(Stored data entries)
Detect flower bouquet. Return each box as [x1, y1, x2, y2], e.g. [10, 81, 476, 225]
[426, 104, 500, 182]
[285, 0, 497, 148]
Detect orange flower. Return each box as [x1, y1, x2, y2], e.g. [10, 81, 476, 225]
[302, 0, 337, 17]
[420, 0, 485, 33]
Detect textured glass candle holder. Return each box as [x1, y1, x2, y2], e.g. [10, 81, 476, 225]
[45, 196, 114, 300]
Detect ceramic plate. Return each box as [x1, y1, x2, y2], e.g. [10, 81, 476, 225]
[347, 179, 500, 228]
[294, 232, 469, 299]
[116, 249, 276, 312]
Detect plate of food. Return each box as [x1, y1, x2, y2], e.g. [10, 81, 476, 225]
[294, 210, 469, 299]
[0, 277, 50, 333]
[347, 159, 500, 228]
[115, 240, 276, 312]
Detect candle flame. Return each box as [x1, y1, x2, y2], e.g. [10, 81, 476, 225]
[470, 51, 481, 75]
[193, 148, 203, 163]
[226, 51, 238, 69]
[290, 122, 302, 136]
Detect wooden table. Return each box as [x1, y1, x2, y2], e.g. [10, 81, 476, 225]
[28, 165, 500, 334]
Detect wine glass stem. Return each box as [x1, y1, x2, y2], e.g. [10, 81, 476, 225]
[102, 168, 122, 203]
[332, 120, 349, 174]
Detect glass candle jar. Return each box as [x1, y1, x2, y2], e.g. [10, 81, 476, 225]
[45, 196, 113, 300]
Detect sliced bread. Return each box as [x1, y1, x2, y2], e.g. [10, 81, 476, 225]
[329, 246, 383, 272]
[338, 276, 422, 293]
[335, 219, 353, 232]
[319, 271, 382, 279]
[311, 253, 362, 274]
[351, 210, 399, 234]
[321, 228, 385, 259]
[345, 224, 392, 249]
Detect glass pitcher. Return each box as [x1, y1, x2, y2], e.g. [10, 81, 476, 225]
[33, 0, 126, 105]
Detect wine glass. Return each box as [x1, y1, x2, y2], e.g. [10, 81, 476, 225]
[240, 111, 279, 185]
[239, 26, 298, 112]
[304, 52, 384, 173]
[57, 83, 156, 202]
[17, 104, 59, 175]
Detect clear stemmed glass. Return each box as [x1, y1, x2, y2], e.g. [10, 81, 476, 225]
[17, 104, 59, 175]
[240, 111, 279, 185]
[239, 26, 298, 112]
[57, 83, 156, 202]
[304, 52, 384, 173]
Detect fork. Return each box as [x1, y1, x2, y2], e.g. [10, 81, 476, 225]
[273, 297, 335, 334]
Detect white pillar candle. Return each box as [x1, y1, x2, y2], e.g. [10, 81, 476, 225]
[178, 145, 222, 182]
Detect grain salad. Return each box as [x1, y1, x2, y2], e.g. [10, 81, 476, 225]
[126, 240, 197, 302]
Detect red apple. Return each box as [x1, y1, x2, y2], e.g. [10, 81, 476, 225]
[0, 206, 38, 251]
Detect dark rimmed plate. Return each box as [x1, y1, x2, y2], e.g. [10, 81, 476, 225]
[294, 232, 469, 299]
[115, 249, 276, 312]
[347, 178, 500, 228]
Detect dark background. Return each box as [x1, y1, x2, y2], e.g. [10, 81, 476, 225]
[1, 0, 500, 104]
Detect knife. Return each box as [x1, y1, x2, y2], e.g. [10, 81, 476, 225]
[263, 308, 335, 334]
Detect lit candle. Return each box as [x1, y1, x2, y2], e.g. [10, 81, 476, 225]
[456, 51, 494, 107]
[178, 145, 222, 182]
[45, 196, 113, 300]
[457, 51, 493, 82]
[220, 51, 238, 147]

WHAT YOU NEED TO DO: In your response, give all the records again with nothing altered.

RESPONSE BOX:
Detect flower bouquet. Return each box as [x1, y1, x2, y2], e.g. [10, 81, 476, 225]
[426, 104, 500, 182]
[285, 0, 497, 148]
Detect orange flower. Return each box as [x1, y1, x2, y2], e.g. [10, 81, 476, 225]
[302, 0, 337, 17]
[420, 0, 485, 33]
Detect textured glass candle holder. Return each box as [x1, y1, x2, y2], e.g. [10, 81, 476, 225]
[45, 196, 114, 300]
Detect ceramic plate. Return each box as [x1, y1, x2, y2], e.g. [10, 81, 476, 225]
[347, 179, 500, 228]
[294, 232, 469, 299]
[116, 249, 276, 312]
Detect plate of food. Return each box as [x1, y1, x2, y2], e.g. [10, 81, 476, 225]
[294, 210, 469, 299]
[0, 277, 50, 333]
[347, 159, 500, 228]
[115, 240, 276, 312]
Detect candle flame. Return each box as [x1, y1, x2, y2], e.g. [10, 81, 476, 225]
[470, 51, 481, 75]
[193, 148, 203, 163]
[226, 51, 238, 69]
[290, 122, 302, 136]
Detect wooden table. Return each box as [x1, y1, x2, y2], e.g. [10, 81, 476, 225]
[28, 165, 500, 334]
Detect wine glass stem. Return each box as [x1, y1, x2, y2], e.g. [10, 81, 476, 225]
[102, 168, 122, 203]
[332, 120, 349, 174]
Detect glass candle jar. Return each box as [x1, y1, x2, y2], e.g. [10, 81, 476, 225]
[45, 196, 113, 300]
Detect sliced bread. Return each box as [x1, y1, x2, y2], e.g. [10, 81, 476, 225]
[329, 246, 383, 272]
[338, 276, 422, 293]
[335, 219, 353, 232]
[319, 271, 382, 279]
[311, 253, 362, 274]
[351, 210, 399, 234]
[321, 228, 385, 259]
[345, 224, 392, 249]
Detect glass pitcher. Return each box as [x1, y1, x2, y2], e.g. [10, 81, 476, 225]
[33, 0, 126, 105]
Detect wine glass. Return each box as [x1, y1, x2, y2], e.g. [10, 81, 476, 225]
[240, 111, 279, 185]
[239, 26, 298, 112]
[304, 52, 384, 173]
[57, 83, 156, 202]
[17, 104, 59, 175]
Detect clear stemmed glass. Return each box as [x1, y1, x2, y2], e.g. [10, 81, 476, 225]
[17, 104, 59, 175]
[240, 111, 279, 185]
[239, 26, 298, 112]
[57, 83, 156, 202]
[304, 52, 384, 173]
Detect fork. Return each box as [x1, y1, x2, y2], e.g. [10, 81, 476, 225]
[273, 297, 335, 334]
Detect white pillar candle. Return each box as [x1, y1, x2, y2], e.g. [10, 81, 476, 225]
[178, 145, 222, 182]
Detect grain salad. Return each box as [x1, y1, x2, y2], e.g. [10, 81, 476, 225]
[126, 240, 197, 302]
Detect red apple. Return each box as [x1, y1, x2, y2], e.g. [10, 81, 476, 225]
[0, 206, 38, 251]
Detect dark rimmed plate. Return each box as [x1, y1, x2, y2], e.g. [10, 81, 476, 225]
[294, 232, 469, 299]
[115, 249, 276, 312]
[347, 178, 500, 228]
Detect dark background. Return each box as [x1, y1, x2, y2], e.g. [10, 81, 476, 225]
[1, 0, 500, 104]
Detect knife. Return each box as [x1, y1, x2, y2], e.g. [10, 81, 476, 225]
[263, 308, 335, 334]
Detect lit candle. Return each box as [x1, y1, x2, y2], e.g. [10, 81, 476, 225]
[456, 51, 494, 107]
[178, 145, 222, 182]
[45, 196, 113, 300]
[457, 51, 493, 82]
[220, 51, 238, 147]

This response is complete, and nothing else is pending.